• [Data extracts]
-------------------------

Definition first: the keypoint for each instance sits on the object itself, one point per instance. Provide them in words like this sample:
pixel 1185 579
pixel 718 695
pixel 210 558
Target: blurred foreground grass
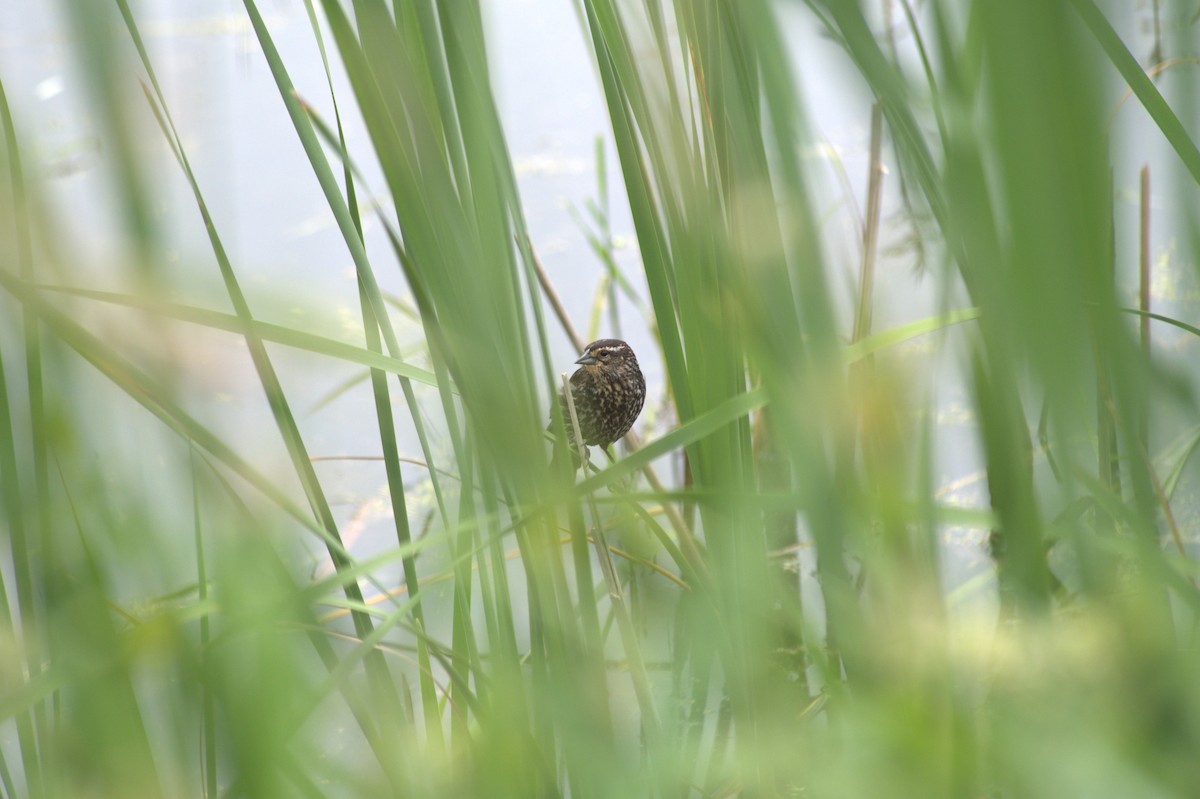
pixel 778 620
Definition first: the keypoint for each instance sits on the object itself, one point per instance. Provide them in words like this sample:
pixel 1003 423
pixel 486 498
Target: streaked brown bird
pixel 609 391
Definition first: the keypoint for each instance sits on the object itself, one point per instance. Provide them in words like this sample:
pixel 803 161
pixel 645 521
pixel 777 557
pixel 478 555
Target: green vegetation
pixel 781 620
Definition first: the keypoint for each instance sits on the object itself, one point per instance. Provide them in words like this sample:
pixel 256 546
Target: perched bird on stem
pixel 609 391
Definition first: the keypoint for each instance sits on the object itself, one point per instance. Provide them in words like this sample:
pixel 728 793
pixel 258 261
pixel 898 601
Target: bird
pixel 609 392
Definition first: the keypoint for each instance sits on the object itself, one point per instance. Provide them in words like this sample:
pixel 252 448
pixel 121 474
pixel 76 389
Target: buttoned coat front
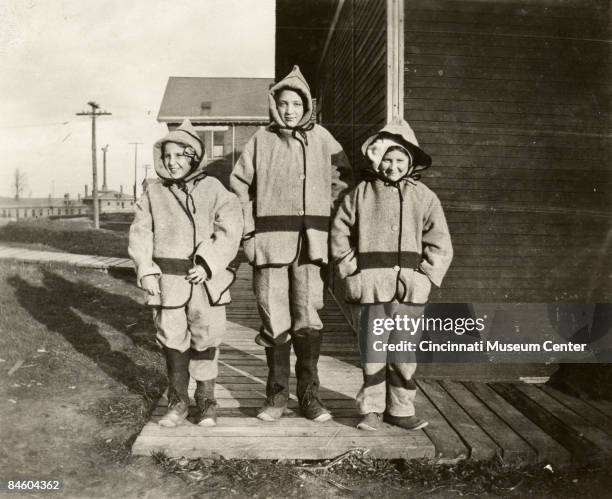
pixel 390 242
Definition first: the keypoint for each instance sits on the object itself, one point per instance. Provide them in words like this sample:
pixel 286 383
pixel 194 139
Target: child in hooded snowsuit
pixel 186 231
pixel 390 242
pixel 288 178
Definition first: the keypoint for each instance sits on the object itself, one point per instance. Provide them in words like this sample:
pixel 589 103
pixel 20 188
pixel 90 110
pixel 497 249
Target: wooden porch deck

-------------------------

• [Work request] Reproduce the preceding material exactly, skipping pictures.

• [Result of this task]
Definition first: the keypoint for each instance sits on the object itself, one point per instance. Provide them in words like this sample:
pixel 1185 579
pixel 718 695
pixel 210 558
Target: blurred foreground grass
pixel 778 620
Definition first: the keypoint for each instance sits on the object itself, one point per instance. Provide them in words like this sample:
pixel 1003 423
pixel 486 498
Target: streaked brown bird
pixel 609 391
Definition first: the keypoint for each instance sits on the object itself, one point per instance. Provide them in words like this sample:
pixel 803 161
pixel 645 521
pixel 777 557
pixel 478 555
Target: green vegetation
pixel 781 620
Definition first: the keypoint for each instance sits on the object itself, one point per instance. Provide them in words like this sample:
pixel 256 546
Target: perched bird on stem
pixel 609 391
Definition first: the keypoint for each instance sits on the object itself, one point per instance. Provide them in words like this sample:
pixel 728 793
pixel 258 261
pixel 898 601
Target: bird
pixel 609 392
Definition first: the keypoint for each instance sits on the object itself, one point per instance. Provide them in words like this sample:
pixel 252 448
pixel 121 474
pixel 76 389
Target: buttoned coat front
pixel 390 242
Definition first: the keypoint for each instance sits on the object itself, one point per instance. Provide them in words like this sample:
pixel 286 383
pixel 194 139
Target: child in hooded snowsuit
pixel 186 231
pixel 390 242
pixel 288 178
Definition first: the keypoint for each instance sits on the object itself, one point per instance. Provide them in words like this sample:
pixel 589 103
pixel 20 188
pixel 90 110
pixel 497 249
Target: wooden porch deck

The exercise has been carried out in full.